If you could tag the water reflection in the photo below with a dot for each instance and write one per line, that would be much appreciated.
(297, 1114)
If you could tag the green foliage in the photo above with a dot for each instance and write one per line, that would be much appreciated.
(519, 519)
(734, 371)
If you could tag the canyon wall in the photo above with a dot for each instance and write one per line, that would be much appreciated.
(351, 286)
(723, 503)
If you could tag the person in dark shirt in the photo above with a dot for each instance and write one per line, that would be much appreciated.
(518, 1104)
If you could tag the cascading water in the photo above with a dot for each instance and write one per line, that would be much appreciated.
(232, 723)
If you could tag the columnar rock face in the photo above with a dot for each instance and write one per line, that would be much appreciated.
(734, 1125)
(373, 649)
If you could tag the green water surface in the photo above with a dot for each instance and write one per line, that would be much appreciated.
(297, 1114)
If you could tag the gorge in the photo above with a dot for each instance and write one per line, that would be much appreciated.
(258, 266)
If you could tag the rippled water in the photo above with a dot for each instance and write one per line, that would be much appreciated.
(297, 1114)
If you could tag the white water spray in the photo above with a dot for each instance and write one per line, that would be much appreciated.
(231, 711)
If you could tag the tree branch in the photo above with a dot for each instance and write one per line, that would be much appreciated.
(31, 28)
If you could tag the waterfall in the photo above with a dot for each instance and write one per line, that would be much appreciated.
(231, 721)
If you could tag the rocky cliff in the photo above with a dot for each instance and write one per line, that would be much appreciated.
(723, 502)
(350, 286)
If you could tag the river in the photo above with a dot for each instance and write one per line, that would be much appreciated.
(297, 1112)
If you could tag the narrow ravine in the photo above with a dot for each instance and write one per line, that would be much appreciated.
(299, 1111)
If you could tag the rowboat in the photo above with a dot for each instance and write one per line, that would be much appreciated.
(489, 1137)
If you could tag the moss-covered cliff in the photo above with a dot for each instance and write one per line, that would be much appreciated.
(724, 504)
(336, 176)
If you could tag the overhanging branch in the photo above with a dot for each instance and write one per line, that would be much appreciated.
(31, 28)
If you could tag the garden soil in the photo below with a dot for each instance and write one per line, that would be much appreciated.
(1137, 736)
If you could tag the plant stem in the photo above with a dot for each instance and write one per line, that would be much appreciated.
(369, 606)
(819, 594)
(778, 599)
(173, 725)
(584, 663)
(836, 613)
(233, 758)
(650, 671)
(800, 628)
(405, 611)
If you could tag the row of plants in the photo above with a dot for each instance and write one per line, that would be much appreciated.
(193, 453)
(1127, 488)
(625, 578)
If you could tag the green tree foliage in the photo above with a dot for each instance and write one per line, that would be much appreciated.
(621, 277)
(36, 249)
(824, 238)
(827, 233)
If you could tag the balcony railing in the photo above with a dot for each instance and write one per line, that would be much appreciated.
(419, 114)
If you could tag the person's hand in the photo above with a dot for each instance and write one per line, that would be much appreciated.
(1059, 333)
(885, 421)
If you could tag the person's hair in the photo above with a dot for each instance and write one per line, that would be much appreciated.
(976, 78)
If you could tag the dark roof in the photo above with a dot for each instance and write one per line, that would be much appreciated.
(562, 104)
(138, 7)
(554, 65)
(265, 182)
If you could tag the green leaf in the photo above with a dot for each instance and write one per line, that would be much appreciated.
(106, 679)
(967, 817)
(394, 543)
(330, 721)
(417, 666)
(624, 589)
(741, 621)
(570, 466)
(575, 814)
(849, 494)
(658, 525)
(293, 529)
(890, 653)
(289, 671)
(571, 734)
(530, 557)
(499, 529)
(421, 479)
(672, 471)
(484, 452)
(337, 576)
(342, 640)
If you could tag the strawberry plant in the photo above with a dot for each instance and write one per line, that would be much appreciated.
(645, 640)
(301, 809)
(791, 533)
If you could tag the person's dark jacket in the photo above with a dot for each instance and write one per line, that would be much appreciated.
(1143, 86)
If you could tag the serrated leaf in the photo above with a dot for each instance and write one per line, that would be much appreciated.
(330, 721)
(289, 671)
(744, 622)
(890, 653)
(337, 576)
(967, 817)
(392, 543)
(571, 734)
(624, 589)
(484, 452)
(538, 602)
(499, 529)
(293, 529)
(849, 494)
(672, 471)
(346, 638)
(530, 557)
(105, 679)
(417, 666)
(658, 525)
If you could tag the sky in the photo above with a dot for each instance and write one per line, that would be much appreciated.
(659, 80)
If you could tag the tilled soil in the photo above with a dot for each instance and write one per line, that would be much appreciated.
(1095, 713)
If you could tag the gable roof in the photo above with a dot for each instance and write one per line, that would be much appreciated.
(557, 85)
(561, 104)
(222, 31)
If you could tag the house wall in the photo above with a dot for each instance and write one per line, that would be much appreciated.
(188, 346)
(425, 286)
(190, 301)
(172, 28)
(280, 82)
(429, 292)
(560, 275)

### [Exercise]
Copy all of the material above word for word, keeping every line in its original order.

### [Finished answer]
If you could tag the water reflection in the photo below with a dot for each instance and write one per line, that would be much appreciated.
(297, 1114)
If you could tag the green foliage in the photo above with a dot for each instance and write one per line, that would be much appreciated.
(519, 519)
(734, 371)
If you could tag the canyon wall in the photo above with a dot for each instance and write one per line, that would be much appreciated.
(351, 286)
(723, 503)
If you could tag the person in dark shirt in the photo above with a dot for each instance and write one per line, that would be much appreciated.
(518, 1104)
If you could tag the cascading water in the photo above with a dot for each instance and write one per line, that would be much appreciated.
(232, 723)
If you could tag the columnar rock face in the photo above with a dot for each instance and write one per line, that would be much appreciated.
(734, 1125)
(373, 649)
If you could tag the green water surface in the photo above with a dot for each instance and write one per line, that would be much appreciated.
(297, 1114)
If you could tag the gorge in the photo above with a dot for each instance and write one per line, that would be much appreciated.
(258, 266)
If you could tag the rippled water in the photo above with a dot for each instance and write one per line, that would be much appreciated.
(297, 1114)
If you could tag the white water spray in the photo above with a dot for each instance and write one per line, that would be much appreciated.
(231, 711)
If you could tag the tree branch in the photo above with a dot for each instance and write one per line, that would be much appreciated.
(31, 28)
If you could tag the waterfall in the photo above with a dot for each instance and write one per line, that would be much appreciated.
(231, 721)
If you could tag the rocky cliff in the photo above with a dot for each instance and write one per line, that would be much appreciated.
(723, 502)
(350, 286)
If you could tag the river in the photo above with a dot for each instance and write one per line, that would be much appreciated.
(297, 1112)
If you could tag the narrow ravine in the photo above with a dot for each instance and write one per line, that would be much appreciated.
(299, 1111)
If you could tag the rowboat in the photo above with a dot for each instance and write one per line, that would be much appreciated.
(489, 1137)
If you could tag the moss-covered cliff in the photo above with a dot for each instance and write one per line, that would be much appreciated.
(724, 504)
(336, 176)
If you could tag the overhanging branch in the photo above with a dot for each instance and write one per line, that would be much appreciated.
(31, 28)
If you could tag the garden soil in the photo below with a dot for each instance and write one per line, that would be much appreciated.
(1137, 736)
If you could tag the plant stem in the photo above with a dot for each instance and write one per line, that would be much appreciated.
(369, 606)
(819, 594)
(778, 599)
(173, 725)
(584, 663)
(836, 613)
(233, 758)
(650, 671)
(800, 628)
(405, 611)
If you could tag the row of plants in the photo above with a dot for each instance and write one per line, that would be much appreciated.
(193, 453)
(1127, 488)
(625, 578)
If you could tag the green tree foliage in the photo above with a dot for each instance and write one per line, that would be much appreciated.
(621, 277)
(36, 249)
(824, 238)
(827, 233)
If you could tag the balcony railing in the photo above with a dot for each instance and write one per line, that would be much appreciated.
(419, 114)
If you could tag the person's hand in the photo above with a dot for each instance and write one per line, that would be much appreciated.
(1059, 333)
(885, 421)
If you could tag the person's hair in the photo above with a dot for each instance and write one per line, that would be much appreciated.
(976, 78)
If you could tag the dark roof in the photo above with a dot for each instance and write one per line, that would be much appreciated.
(562, 104)
(138, 7)
(554, 65)
(265, 182)
If you could tag the green leaf in the photo above with a dot for each instance and write one per line, that would be much appreciated.
(106, 679)
(967, 817)
(394, 543)
(330, 721)
(417, 666)
(624, 589)
(741, 621)
(570, 466)
(575, 814)
(849, 494)
(658, 525)
(293, 529)
(890, 653)
(289, 671)
(571, 734)
(530, 557)
(499, 529)
(421, 479)
(672, 471)
(484, 452)
(337, 576)
(342, 640)
If you could tag the strawberry plant in the photo above with a dot for each instance and write one per line, that would be much appreciated.
(645, 640)
(301, 809)
(791, 533)
If you could tag the person's dark jacket in the photo above with a dot for each instance and write one per line, that would be much appreciated.
(1143, 86)
If you could tag the serrated leaf in the photo above with a dot for each instance and write one per line, that would be much appreciated.
(330, 721)
(289, 671)
(744, 622)
(890, 653)
(337, 576)
(967, 817)
(392, 543)
(571, 734)
(624, 589)
(484, 452)
(538, 602)
(499, 529)
(293, 529)
(849, 494)
(672, 471)
(346, 638)
(530, 557)
(105, 679)
(417, 666)
(658, 525)
If you could tag the sky in the photo above with a dot for each instance and write one per line, that would be much appreciated.
(659, 80)
If you could tag the tilled soil in the photo above with a dot for each instance and write one per line, that would be much appreciated.
(1095, 713)
If you could tag the gable roof in the photo above with a dot for each instance and write one per line, that would be much appreciated.
(557, 85)
(561, 104)
(222, 31)
If you could tag the house wall in the photo above with a dot for each instance and write one per line, that would be much appreciated.
(188, 346)
(425, 286)
(190, 301)
(172, 28)
(280, 82)
(429, 292)
(560, 275)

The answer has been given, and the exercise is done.